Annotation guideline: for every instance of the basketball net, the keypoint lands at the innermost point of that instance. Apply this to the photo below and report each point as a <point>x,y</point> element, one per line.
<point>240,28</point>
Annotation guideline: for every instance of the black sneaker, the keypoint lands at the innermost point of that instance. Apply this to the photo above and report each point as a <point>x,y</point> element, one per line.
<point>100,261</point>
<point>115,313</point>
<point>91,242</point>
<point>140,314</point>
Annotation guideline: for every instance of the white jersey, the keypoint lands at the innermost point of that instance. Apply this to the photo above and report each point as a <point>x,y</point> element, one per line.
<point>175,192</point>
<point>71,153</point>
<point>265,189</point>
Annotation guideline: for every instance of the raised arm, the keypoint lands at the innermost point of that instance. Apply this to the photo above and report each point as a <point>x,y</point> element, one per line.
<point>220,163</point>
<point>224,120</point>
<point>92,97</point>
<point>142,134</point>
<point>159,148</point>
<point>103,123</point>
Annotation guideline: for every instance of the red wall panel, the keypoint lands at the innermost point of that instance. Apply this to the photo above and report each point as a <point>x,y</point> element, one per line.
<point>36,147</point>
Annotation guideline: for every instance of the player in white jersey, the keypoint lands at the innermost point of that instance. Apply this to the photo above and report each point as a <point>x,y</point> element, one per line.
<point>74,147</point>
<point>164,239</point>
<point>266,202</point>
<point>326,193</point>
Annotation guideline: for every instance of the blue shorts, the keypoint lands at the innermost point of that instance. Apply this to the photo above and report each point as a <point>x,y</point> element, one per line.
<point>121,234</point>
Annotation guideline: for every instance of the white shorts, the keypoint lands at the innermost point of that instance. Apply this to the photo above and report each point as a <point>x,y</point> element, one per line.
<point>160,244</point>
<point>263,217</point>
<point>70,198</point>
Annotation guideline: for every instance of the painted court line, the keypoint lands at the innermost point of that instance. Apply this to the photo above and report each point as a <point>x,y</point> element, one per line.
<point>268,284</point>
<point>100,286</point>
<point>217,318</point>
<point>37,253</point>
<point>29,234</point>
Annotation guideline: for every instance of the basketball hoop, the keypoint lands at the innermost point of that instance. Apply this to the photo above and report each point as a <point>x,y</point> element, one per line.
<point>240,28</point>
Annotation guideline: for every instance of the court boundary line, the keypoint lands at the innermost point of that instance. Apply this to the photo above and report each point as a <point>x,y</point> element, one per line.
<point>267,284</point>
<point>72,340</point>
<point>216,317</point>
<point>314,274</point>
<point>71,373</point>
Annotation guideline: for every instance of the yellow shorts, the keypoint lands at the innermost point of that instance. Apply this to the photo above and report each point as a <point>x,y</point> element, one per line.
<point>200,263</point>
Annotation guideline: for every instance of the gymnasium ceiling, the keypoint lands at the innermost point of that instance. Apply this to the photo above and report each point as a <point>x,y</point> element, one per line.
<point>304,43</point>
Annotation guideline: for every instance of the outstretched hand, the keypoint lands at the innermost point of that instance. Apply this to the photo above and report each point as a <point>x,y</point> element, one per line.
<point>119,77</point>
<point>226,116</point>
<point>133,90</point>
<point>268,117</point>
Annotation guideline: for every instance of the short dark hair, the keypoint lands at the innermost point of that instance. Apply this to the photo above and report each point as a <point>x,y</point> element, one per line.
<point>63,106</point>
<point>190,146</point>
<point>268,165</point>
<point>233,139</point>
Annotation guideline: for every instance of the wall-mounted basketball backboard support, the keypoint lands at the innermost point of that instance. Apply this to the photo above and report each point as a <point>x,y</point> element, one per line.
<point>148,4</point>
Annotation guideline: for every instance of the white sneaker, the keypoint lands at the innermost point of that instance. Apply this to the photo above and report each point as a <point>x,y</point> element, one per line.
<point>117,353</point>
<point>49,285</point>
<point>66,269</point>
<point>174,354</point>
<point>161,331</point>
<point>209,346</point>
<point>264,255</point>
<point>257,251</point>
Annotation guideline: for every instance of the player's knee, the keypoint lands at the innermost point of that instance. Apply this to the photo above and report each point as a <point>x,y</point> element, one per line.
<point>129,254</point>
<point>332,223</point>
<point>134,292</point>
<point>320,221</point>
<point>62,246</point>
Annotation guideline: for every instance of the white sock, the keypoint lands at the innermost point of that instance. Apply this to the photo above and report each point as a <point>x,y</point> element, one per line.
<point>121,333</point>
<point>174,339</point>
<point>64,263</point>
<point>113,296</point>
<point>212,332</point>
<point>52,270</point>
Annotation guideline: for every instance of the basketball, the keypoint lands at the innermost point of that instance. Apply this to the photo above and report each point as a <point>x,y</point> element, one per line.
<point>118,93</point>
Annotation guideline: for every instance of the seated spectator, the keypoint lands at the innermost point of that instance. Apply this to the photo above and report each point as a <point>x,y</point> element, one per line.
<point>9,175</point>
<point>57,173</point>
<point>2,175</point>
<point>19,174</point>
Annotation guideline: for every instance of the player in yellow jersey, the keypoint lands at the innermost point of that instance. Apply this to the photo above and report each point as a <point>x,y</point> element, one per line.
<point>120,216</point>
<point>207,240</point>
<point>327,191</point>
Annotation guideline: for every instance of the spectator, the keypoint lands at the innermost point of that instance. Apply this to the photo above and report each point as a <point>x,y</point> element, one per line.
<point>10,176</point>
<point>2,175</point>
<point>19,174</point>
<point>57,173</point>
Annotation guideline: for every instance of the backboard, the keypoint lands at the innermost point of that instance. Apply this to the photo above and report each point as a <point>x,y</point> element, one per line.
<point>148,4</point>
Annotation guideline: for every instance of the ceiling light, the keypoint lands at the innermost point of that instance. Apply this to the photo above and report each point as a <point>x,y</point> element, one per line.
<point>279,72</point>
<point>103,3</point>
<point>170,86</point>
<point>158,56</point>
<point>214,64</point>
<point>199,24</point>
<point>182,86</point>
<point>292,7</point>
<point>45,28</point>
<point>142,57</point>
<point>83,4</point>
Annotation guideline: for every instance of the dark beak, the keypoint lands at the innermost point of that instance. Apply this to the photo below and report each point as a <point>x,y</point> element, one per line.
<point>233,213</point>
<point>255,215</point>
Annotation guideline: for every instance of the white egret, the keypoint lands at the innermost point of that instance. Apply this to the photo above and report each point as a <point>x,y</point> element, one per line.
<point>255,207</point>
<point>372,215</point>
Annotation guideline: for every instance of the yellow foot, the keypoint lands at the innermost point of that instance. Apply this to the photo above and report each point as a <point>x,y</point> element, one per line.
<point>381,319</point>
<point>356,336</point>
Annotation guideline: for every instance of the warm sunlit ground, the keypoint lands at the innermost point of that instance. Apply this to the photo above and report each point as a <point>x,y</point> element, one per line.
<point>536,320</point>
----
Task requirements: Copy the part of the listing that opens with the line containing "white sneaker, the" and closes with the line containing "<point>118,93</point>", offsetting both coordinates of every point by -110 and leaving all other lines unchanged.

Written response:
Annotation guideline: for every instance of the white sneaker, the keypoint lands at the innermost point of that instance. Apply this to the photo above and report each point as a <point>x,y</point> element, one per line.
<point>7,243</point>
<point>-61,175</point>
<point>-44,159</point>
<point>64,244</point>
<point>51,221</point>
<point>99,236</point>
<point>154,145</point>
<point>147,141</point>
Annotation guideline: for every instance of the player's knee, the keypoint lands at the innermost point of that instance. Apply this to the photo above and report each point as a <point>x,y</point> element, one per line.
<point>19,144</point>
<point>222,113</point>
<point>24,182</point>
<point>210,111</point>
<point>-48,136</point>
Annotation guideline: for every instance of the white sock, the keypoint lands at the innermost point of that instance. Apply this to the photo above and report each point as a <point>x,y</point> element, one per line.
<point>11,223</point>
<point>64,229</point>
<point>-46,153</point>
<point>3,186</point>
<point>102,222</point>
<point>-58,160</point>
Annotation guideline: for every instance of the basketball, the keypoint lands at the innermost point of that instance. Apply this to the photo above and report each point as a <point>x,y</point> element, one per line.
<point>8,-17</point>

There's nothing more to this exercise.